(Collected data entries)

= = = = =

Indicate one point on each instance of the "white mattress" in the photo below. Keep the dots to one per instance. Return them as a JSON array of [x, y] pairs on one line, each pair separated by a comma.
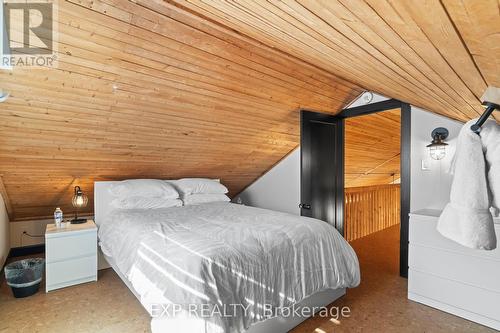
[[226, 254]]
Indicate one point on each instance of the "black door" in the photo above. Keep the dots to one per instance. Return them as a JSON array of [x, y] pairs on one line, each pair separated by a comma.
[[322, 167]]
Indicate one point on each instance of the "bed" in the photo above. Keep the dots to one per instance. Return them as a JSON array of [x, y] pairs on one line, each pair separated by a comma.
[[223, 267]]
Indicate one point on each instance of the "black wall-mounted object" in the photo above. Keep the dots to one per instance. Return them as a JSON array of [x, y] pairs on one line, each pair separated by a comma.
[[490, 107]]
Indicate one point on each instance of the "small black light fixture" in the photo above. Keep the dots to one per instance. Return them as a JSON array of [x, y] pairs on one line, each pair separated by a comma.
[[437, 148], [79, 200]]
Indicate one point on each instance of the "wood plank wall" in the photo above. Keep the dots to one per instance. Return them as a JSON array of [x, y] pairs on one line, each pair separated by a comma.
[[370, 209]]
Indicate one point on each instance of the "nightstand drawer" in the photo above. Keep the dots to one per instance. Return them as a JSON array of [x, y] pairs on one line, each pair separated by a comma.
[[71, 246], [66, 273]]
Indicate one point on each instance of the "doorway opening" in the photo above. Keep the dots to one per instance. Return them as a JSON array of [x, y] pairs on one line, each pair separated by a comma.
[[372, 189], [323, 160]]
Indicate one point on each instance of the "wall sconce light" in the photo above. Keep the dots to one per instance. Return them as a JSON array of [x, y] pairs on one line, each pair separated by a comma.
[[79, 200], [437, 148]]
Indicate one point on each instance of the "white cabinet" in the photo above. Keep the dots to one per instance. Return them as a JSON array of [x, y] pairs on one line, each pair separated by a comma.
[[451, 277], [71, 255]]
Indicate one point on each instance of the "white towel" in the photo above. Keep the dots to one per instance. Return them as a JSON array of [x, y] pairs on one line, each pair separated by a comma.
[[467, 219]]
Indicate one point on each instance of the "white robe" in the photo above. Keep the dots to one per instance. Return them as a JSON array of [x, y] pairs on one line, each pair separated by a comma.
[[475, 191]]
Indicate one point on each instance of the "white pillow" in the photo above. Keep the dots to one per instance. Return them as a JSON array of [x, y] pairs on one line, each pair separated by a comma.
[[195, 199], [151, 188], [145, 203], [199, 185]]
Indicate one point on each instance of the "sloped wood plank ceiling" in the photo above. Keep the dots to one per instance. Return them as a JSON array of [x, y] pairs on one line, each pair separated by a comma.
[[212, 88], [439, 55], [150, 90]]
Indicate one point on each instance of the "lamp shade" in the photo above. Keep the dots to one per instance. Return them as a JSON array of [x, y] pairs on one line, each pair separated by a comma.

= = = = =

Requirements.
Rewrite everything from the start of the items down to the line containing "[[322, 167]]", substituting "marks" for each "dots" and leaving all else unchanged. Omit the pictures.

Reply.
Indicate one point on each instance of the "white mattress" in the photo below. Keep the marks to one per instance. Return them as a JSON array of [x, y] pairs on one line, each pair separated by a comma.
[[226, 254]]
Indicate one point on each instance of the "black door" in the photo above. Keep the marks to one per instance. Return them as a JSON array of [x, y] pairs on one line, each pair separated by a comma.
[[322, 167]]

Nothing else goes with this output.